- Text section

November 28, 2010 in City

Free medical services soar at region’s hospitals

They have given away nearly 50 percent more care this year
By The Spokesman-Review
 
At a glance

The numbers show that Sacred Heart continues to outpace its smaller rival, even as Deaconess aligns more closely with Rockwood Clinic.

Spokane hospitals have given away $53.3 million worth of medical care to the poor during the first nine months of this year as job losses and wage and benefit cuts affect more people.

During the same time period last year the hospitals had recorded $36.3 million of charity care.

Most discounted care is borne by Providence Sacred Heart Medical Center, the region’s largest hospital. So far this year Sacred Heart has given away $30.4 million in charity care, a number that outpaced expectations and led executives to ax programs and lay off dozens of employees.

At the same time, Deaconess has provided $5.4 million in charity care this year.

And yet the numbers released by the Washington State Department of Health also show that Deaconess has so far lost a little over $200,000 this year. Sacred Heart, by comparison, has earned $30.1 million.

The numbers show that Sacred Heart continues to outpace its smaller rival, even as Deaconess aligns more closely with Rockwood Clinic. Both of the latter are now owned by Community Health Systems Inc., which does not normally discuss financial results of its individual hospitals. The company, publicly traded on the New York Stock Exchange, does give periodic updates to analysts and files quarterly and year-end corporate reports.

Deaconess and sister property Valley Hospital and Medical Center restated their financial reports this month, said Randy Huyck, an analyst with the health department.

And while the numbers show operating losses for Deaconess, the financial trends are moving upward.

The two hospitals have seen hundreds more patients, as Rockwood doctors begin referring more people in need of hospitalization to Deaconess and Valley. The hospitals also provided more charity care and are making more money.

During the first nine months of 2009, for example, Deaconess lost about $7.4 million, while Valley earned about $1.7 million. Reports for the same period this year show Deaconess has cut its losses to $207,832 while Valley has doubled its profit to about $3.4 million.

Sacred Heart has been able to keep its patient numbers up, but its partner Providence Holy Family Hospital has struggled. Patient numbers there are down and charity care is higher; so far this year Holy Family has earned $752,330 compared to $8.8 million during the same time last year.

Year-end data for the hospitals won’t be available until mid-February.

- Exercise set
- a) Repeat the part of the hospital charity care article that begins at the words "Deaconess and sister" and stops after the words "are making more money.".
- b) According to the hospital charity care article, how much charity care had Spokane hospitals recorded during the first nine months of last year?
- c) List every hospital named in the hospital charity care article.

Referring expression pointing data
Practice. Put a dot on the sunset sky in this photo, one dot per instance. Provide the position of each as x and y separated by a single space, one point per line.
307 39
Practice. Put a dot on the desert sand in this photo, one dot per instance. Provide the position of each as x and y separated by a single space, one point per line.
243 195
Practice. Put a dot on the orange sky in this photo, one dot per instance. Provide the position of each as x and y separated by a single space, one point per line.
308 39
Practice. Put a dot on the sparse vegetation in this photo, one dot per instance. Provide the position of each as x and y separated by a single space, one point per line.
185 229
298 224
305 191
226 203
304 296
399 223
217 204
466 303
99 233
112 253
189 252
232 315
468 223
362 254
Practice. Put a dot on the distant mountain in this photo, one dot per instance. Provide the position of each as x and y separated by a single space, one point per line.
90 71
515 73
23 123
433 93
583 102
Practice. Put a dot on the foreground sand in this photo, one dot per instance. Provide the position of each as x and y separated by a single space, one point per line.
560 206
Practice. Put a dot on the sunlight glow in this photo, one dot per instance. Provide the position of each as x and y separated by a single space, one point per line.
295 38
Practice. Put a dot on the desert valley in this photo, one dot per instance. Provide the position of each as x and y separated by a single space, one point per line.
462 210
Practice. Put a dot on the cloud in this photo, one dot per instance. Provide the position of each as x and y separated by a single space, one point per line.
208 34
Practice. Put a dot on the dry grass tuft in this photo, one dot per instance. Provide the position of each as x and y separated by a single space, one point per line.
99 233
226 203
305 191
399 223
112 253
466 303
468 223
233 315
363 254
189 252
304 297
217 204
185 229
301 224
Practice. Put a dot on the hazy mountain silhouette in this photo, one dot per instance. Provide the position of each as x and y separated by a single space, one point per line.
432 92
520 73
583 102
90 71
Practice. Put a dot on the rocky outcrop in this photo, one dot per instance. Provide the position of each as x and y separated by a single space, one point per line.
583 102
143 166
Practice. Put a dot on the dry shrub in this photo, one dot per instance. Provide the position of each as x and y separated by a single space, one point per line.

- Your responses
- a)
Deaconess and sister property Valley Hospital and Medical Center restated their financial reports this month, said Randy Huyck, an analyst with the health department.

And while the numbers show operating losses for Deaconess, the financial trends are moving upward.

The two hospitals have seen hundreds more patients, as Rockwood doctors begin referring more people in need of hospitalization to Deaconess and Valley. The hospitals also provided more charity care and are making more money.

- b) $36.3 million

- c)
Providence Sacred Heart Medical Center
Deaconess
Valley Hospital and Medical Center
Providence Holy Family Hospital